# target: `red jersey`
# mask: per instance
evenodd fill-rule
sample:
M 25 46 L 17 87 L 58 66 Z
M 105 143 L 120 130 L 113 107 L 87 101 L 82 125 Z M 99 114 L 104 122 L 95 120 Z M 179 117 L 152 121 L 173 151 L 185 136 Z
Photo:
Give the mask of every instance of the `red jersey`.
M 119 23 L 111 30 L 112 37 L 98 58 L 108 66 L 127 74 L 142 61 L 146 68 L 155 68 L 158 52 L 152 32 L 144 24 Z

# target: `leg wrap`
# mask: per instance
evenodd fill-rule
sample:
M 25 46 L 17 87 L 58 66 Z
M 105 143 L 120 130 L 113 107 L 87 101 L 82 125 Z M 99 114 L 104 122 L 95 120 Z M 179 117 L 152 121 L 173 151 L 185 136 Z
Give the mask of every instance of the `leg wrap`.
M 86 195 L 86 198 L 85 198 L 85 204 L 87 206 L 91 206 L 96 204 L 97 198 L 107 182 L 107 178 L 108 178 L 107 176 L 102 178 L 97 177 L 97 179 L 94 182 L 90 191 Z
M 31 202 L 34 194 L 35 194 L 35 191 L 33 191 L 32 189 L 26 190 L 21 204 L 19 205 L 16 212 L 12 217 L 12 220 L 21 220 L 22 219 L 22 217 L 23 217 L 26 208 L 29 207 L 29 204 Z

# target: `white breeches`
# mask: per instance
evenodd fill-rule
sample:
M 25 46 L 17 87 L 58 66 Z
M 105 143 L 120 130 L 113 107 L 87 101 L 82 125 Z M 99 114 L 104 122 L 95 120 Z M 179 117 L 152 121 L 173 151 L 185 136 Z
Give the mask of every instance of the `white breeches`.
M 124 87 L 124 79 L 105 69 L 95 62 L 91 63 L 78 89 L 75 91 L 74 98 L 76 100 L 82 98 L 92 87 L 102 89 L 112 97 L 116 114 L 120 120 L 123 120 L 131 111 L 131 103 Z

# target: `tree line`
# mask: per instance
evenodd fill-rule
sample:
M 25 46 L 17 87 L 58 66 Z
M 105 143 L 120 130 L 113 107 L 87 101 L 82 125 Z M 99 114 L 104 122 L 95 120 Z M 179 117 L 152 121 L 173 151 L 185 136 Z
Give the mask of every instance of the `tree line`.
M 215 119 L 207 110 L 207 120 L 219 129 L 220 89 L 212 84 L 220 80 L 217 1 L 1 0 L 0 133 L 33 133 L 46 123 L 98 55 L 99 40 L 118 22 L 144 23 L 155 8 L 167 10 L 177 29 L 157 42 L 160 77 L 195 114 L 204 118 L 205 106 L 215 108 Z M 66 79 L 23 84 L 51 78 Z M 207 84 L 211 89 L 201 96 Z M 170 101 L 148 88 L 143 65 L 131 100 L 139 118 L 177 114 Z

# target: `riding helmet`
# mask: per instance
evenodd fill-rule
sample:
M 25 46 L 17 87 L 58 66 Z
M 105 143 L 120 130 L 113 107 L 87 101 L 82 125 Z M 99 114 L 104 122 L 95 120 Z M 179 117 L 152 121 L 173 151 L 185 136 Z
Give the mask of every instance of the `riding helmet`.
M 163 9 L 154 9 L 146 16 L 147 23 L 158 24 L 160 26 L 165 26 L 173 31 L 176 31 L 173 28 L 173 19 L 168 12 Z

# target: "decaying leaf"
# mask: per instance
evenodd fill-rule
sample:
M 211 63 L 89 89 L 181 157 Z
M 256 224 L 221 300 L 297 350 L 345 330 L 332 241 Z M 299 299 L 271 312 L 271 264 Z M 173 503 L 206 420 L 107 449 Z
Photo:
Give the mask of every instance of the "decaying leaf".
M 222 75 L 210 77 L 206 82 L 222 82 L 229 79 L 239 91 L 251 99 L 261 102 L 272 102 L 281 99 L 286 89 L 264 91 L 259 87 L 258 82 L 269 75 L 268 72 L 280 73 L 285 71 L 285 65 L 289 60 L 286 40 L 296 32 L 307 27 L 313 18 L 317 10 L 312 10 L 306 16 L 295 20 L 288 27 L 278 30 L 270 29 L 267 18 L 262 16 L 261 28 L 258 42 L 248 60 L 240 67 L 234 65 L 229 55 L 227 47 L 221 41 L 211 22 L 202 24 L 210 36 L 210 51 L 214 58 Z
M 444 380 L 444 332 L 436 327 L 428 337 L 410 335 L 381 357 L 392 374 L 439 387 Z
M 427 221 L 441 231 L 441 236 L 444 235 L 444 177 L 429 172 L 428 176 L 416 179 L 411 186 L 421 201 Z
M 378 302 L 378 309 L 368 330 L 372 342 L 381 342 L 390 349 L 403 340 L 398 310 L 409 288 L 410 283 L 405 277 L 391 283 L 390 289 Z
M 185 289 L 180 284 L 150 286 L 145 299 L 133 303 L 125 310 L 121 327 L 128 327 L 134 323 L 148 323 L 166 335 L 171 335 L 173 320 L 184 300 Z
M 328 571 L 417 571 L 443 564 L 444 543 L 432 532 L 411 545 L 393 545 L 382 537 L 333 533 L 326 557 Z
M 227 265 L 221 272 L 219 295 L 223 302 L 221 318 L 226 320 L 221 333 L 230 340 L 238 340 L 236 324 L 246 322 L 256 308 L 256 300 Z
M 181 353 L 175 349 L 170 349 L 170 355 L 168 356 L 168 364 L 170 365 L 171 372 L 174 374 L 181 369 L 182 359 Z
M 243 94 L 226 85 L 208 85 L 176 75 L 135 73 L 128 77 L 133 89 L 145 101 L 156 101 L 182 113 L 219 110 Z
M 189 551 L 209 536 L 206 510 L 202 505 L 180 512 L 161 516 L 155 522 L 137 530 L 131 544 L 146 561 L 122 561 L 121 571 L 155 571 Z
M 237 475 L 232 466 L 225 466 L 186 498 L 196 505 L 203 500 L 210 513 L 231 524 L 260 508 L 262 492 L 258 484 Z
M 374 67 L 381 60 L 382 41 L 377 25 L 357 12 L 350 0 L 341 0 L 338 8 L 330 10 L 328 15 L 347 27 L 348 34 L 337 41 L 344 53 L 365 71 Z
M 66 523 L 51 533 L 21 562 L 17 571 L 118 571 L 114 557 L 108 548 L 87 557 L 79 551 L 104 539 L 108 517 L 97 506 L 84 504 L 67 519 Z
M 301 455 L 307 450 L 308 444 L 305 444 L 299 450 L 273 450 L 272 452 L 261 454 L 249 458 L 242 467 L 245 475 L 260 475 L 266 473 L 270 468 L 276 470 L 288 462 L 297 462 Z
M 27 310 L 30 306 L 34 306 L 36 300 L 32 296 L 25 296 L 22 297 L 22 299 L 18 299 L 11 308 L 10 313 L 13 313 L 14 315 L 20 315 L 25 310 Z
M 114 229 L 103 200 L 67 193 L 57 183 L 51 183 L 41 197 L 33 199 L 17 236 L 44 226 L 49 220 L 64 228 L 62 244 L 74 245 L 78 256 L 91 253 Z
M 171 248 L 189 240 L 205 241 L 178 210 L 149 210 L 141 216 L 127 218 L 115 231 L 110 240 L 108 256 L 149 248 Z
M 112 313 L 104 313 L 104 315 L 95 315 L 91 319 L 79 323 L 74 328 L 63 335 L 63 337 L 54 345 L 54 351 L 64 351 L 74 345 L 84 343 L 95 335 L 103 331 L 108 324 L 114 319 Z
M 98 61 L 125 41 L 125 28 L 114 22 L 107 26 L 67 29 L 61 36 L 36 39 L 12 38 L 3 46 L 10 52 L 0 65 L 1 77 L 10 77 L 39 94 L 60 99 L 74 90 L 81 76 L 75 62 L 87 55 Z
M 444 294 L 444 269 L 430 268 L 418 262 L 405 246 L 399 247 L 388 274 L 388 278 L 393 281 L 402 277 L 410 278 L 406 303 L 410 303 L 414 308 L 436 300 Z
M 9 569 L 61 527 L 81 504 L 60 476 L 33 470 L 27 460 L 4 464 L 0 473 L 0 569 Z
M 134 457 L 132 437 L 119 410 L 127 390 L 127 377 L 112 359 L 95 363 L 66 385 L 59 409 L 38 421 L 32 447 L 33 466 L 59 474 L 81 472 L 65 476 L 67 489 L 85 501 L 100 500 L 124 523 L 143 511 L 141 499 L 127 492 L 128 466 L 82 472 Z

[Task goal] Convert the records, from their first line through the line containing "M 124 87 L 124" inclusive, into a Markdown table with the columns No. and Text. Give each nonblank line its own numbered row and omit blank lines.

[Expected answer]
| No. | Text |
|---|---|
| 1 | # target: `red jersey` |
| 2 | # mask: per instance |
| 3 | evenodd fill-rule |
| 4 | sample: |
| 5 | M 25 46 L 17 87 L 58 66 Z |
| 6 | M 105 143 L 120 130 L 113 107 L 87 101 L 82 125 Z M 99 114 L 104 122 L 95 120 Z M 179 117 L 152 121 L 173 151 L 185 136 Z |
| 7 | Photo: |
| 8 | Give the mask of every instance of the `red jersey`. |
| 9 | M 119 23 L 111 30 L 112 37 L 98 58 L 108 66 L 127 74 L 142 61 L 146 68 L 155 68 L 158 52 L 152 32 L 144 24 Z |
| 10 | # target: `leg wrap` |
| 11 | # mask: per instance |
| 12 | evenodd fill-rule |
| 13 | sample: |
| 14 | M 25 46 L 17 87 L 58 66 Z |
| 15 | M 105 143 L 120 130 L 113 107 L 87 101 L 82 125 Z M 99 114 L 104 122 L 95 120 Z M 179 117 L 152 121 L 173 151 L 185 136 Z |
| 16 | Give the mask of every instance of the `leg wrap`. |
| 17 | M 86 195 L 86 198 L 85 198 L 85 204 L 87 206 L 91 206 L 96 204 L 97 198 L 107 182 L 107 178 L 108 178 L 107 176 L 102 178 L 97 177 L 97 179 L 94 182 L 90 191 Z |
| 18 | M 31 202 L 34 194 L 35 194 L 35 191 L 33 191 L 32 189 L 26 190 L 21 204 L 19 205 L 16 212 L 12 217 L 12 220 L 21 220 L 22 219 L 22 217 L 23 217 L 26 208 L 29 207 L 29 204 Z |
| 19 | # target: `white breeches` |
| 20 | # mask: per instance |
| 21 | evenodd fill-rule |
| 22 | sample: |
| 23 | M 25 46 L 17 87 L 58 66 Z |
| 24 | M 105 143 L 120 130 L 113 107 L 87 101 L 82 125 Z M 99 114 L 104 122 L 95 120 Z M 179 117 L 152 121 L 173 151 L 185 136 Z |
| 25 | Give the mask of every instance of the `white breeches`. |
| 26 | M 124 87 L 124 79 L 105 69 L 95 62 L 91 63 L 78 89 L 75 91 L 74 98 L 76 100 L 82 98 L 92 87 L 102 89 L 112 97 L 116 114 L 120 120 L 123 120 L 131 111 L 131 103 Z |